PASSAGE PROVIDED
::::::

On Fridays at the Jesus Creed blog we converse about a book that helps us form friendships, and we are now reading through Kathleen Norris, Acedia & Me: Marriage, Monks and the Writer’s Life. This is a book that paints pictures of “acedia” — something that wanders in between depression and apathy and a simple lack of care. Our chp today vulnerably sketches her shaky marriage.

Honest, not always pretty, narratives of marriages reflect the Bible’s way of narrating the lives of folks like Abraham and David and Solomon and others. There’s a warts and all approach to an honest narrative. Why, then, are we so prone not only to fudge in the direction of telling the stories of Christians with “it’s all good” but also to speak of marriage as if there will be no struggles? What are your thoughts? What about solutions? What do you think we could do?


We need more real stories like this. We need them so that those whose lives are wrapped up in depression, double depression, marriages in stress can hear the words of others that might give others words that tell their story. And find there are others in the journey with them. (And the post just below this one is one in which the author, Matt Rogers, didn’t find others who were in his [not unusual] story.)

Both Kathleen and her husband, David, suffered from depression — but as poets and artists they were agreed that the depressions were actually also moments of creativity. Complicating their relationship was his deep problems with the Roman Catholic faith of his mother and Kathleen’s discovery of her Protestant faith, shaped as it was also by Benedictine spirituality.

::::::

THE PROBLEM
Using the blog post above about Kathleen Norris's book, say whether each statement agrees with it, answering yes or no and quoting the deciding words: 1. The book is discussed on the blog on Mondays. 2. Both Kathleen and her husband suffered from depression. 3. The post describes acedia as a kind of joy.

(Natural-language object grounding data)
::::::

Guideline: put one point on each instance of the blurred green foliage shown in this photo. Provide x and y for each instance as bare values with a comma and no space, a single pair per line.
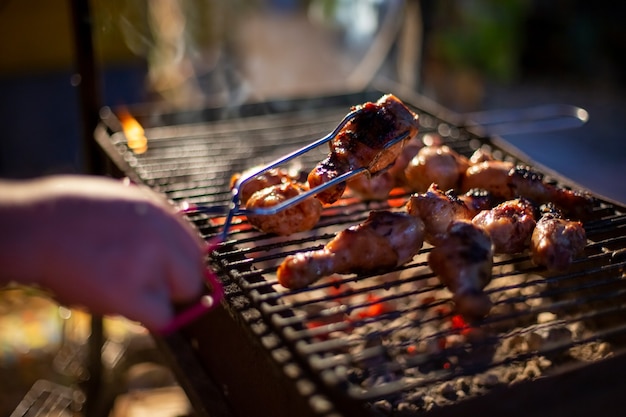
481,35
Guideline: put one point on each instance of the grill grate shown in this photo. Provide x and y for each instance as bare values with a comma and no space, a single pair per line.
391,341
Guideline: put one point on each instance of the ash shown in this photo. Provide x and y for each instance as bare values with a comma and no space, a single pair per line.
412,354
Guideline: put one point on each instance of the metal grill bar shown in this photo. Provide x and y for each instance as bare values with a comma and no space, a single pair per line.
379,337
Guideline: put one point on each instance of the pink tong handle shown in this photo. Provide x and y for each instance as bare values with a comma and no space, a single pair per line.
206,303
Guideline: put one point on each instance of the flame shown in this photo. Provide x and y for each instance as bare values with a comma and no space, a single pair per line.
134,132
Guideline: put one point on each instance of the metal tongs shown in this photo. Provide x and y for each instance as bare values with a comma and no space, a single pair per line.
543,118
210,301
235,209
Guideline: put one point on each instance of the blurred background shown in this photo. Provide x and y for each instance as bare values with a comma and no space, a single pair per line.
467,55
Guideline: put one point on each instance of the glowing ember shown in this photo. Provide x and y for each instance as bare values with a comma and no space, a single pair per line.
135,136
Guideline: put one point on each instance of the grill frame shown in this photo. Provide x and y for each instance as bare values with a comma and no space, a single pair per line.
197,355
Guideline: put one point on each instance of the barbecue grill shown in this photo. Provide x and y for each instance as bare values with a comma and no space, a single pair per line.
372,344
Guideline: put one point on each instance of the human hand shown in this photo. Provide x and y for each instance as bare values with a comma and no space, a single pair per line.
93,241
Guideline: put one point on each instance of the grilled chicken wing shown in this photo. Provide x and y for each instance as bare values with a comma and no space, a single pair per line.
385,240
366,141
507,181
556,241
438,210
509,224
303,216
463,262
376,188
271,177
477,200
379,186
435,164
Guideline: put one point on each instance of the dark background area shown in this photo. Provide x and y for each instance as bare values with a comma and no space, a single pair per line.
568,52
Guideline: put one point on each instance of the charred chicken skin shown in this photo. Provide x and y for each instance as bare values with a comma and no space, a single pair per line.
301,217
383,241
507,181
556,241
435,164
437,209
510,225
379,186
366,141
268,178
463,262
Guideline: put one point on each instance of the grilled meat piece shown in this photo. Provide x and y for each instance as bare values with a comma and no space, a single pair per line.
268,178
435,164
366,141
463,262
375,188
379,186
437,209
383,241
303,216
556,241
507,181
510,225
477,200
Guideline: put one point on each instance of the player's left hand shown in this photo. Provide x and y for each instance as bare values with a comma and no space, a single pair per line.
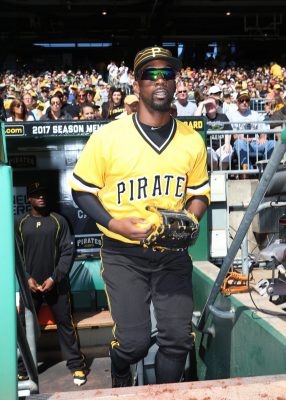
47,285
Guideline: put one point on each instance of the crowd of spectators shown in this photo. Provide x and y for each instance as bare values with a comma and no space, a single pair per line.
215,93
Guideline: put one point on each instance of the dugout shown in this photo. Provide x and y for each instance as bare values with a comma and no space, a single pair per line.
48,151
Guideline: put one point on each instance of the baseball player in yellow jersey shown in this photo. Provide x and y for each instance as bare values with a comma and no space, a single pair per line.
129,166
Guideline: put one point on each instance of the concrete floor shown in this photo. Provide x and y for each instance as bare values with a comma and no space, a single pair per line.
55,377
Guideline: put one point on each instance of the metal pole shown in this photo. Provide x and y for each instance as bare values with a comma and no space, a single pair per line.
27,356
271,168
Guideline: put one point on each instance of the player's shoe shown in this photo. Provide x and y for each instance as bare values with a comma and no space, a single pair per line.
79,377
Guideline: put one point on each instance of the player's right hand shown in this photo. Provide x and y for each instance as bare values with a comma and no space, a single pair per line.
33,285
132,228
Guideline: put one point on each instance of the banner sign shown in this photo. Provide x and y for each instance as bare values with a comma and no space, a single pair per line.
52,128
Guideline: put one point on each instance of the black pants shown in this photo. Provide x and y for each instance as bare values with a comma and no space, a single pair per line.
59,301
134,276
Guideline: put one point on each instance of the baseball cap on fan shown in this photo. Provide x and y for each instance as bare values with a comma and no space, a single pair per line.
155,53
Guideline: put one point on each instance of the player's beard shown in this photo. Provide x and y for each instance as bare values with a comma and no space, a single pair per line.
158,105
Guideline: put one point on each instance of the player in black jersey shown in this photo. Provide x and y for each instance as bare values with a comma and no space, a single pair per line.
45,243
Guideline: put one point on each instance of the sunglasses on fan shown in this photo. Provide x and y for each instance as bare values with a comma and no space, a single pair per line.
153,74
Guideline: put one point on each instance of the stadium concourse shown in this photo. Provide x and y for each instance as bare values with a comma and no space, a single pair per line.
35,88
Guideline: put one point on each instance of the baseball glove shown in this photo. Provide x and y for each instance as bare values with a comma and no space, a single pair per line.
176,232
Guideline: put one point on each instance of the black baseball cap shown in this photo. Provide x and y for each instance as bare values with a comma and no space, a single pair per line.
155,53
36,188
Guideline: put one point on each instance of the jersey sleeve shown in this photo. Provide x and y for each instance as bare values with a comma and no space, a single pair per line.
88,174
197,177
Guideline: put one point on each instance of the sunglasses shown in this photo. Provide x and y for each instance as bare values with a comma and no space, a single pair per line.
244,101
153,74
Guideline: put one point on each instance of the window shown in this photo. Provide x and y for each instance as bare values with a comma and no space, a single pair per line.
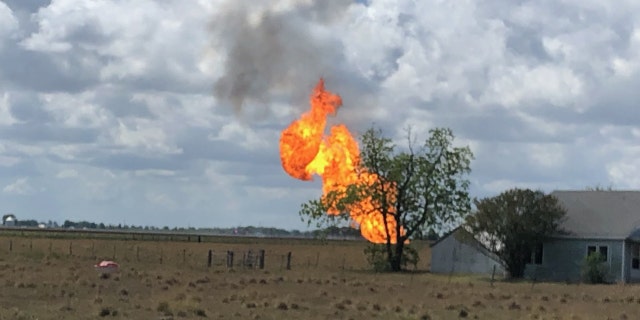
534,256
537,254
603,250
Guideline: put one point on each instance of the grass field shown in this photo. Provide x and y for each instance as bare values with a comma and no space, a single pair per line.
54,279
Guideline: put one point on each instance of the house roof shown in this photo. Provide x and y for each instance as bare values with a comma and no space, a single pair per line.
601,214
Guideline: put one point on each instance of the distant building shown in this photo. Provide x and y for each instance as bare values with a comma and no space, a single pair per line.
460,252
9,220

::::::

EXERCISE RESPONSE
1. No: "On Fridays at the Jesus Creed blog we converse about a book that helps us form friendships"
2. Yes: "Both Kathleen and her husband, David, suffered from depression"
3. No: "something that wanders in between depression and apathy and a simple lack of care"